==== Exercise material ====

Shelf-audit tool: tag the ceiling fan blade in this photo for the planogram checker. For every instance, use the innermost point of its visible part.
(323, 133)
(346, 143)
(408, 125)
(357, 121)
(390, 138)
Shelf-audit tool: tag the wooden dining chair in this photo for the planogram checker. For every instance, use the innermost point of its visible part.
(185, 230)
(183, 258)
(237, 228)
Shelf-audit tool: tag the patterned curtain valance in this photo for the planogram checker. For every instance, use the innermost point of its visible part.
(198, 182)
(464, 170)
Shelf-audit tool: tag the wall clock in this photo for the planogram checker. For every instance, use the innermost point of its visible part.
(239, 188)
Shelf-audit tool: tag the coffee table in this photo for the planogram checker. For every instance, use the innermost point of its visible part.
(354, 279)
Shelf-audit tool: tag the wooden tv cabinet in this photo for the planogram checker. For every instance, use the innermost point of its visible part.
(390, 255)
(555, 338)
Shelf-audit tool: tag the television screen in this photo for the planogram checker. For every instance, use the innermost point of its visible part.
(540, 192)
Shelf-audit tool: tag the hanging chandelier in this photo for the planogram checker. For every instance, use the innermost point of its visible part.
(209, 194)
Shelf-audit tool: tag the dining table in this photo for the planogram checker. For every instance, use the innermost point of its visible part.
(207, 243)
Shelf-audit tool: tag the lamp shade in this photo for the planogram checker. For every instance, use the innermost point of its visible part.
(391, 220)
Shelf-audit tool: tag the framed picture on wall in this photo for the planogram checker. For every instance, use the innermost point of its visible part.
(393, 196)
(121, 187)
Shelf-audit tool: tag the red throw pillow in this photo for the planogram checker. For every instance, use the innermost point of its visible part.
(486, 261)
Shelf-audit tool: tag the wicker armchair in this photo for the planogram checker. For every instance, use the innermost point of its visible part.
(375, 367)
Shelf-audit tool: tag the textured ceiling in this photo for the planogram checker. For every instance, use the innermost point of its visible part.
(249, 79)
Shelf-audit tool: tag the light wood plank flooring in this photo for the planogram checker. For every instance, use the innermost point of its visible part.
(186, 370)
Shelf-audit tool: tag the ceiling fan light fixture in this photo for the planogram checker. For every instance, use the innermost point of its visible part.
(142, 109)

====

= Problem to solve =
Repeat exactly the lines from the one containing "Shelf-audit tool: tag the ceiling fan light" to the end of the records.

= Task response =
Shelf-audit tool: tag the ceiling fan light fixture in this photo for the planogram checker. For every instance, use the innermost point of its visible part.
(142, 109)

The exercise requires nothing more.